[Dataset entries]
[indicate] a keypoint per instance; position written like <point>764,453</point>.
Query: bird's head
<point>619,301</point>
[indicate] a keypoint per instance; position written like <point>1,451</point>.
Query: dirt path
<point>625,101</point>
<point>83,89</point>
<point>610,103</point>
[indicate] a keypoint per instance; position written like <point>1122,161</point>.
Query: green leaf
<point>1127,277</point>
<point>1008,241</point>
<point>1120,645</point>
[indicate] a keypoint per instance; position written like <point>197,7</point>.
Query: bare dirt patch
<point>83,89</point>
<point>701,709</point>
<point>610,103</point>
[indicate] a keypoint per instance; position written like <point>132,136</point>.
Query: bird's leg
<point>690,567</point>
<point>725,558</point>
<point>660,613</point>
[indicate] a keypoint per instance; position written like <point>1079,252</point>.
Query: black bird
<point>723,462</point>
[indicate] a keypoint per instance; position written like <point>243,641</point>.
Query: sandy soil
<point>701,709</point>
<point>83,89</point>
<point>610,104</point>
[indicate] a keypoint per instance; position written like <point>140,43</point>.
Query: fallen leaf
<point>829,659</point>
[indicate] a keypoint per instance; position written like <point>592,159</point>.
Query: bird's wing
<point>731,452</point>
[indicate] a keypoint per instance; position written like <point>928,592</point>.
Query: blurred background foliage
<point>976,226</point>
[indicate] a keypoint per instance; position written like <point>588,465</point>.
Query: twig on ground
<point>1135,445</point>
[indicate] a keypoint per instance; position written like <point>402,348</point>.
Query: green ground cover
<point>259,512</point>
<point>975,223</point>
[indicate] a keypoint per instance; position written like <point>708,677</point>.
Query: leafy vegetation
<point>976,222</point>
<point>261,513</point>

> What you have to do: Write out the records shown above, exactly as they appear.

> Solution for this problem:
[indicate] a keypoint per instance; position written like <point>764,453</point>.
Query: bird's head
<point>619,301</point>
[indicate] a keypoint per instance; position written like <point>1,451</point>.
Query: dirt path
<point>625,101</point>
<point>83,89</point>
<point>610,103</point>
[indicate] a keypoint per instance; position written like <point>1122,161</point>.
Query: green leaf
<point>1127,277</point>
<point>1008,241</point>
<point>1120,645</point>
[indicate] a keypoint per instance; position written like <point>197,7</point>.
Query: bare dirt patch
<point>83,89</point>
<point>701,709</point>
<point>610,103</point>
[indicate] a keypoint per instance; position written like <point>132,136</point>.
Query: bird's leg
<point>690,567</point>
<point>725,558</point>
<point>660,613</point>
[indicate] a keypoint per instance; position written like <point>1079,252</point>.
Query: black bird
<point>723,462</point>
[indicate] a keypoint per instance; position written like <point>243,641</point>.
Query: sandy soil
<point>701,709</point>
<point>83,89</point>
<point>610,104</point>
[indicate] a keypoint per instance; position written like <point>140,43</point>.
Query: fallen leaf
<point>829,659</point>
[indicate] a keypoint per instance; position written like <point>592,159</point>.
Query: bird's wing
<point>731,452</point>
[indicate] a keypoint per instance; position written like <point>928,592</point>.
Query: blurred background foliage
<point>976,226</point>
[indicate] a keypoint per instance; position written like <point>588,465</point>.
Query: twig on ground
<point>1135,445</point>
[indicate] a keypoint per instance; position written like <point>402,348</point>.
Query: green ground cover
<point>259,512</point>
<point>975,223</point>
[indicate] a keypoint per instance; position written like <point>708,677</point>.
Query: leafy vegetation
<point>976,222</point>
<point>261,513</point>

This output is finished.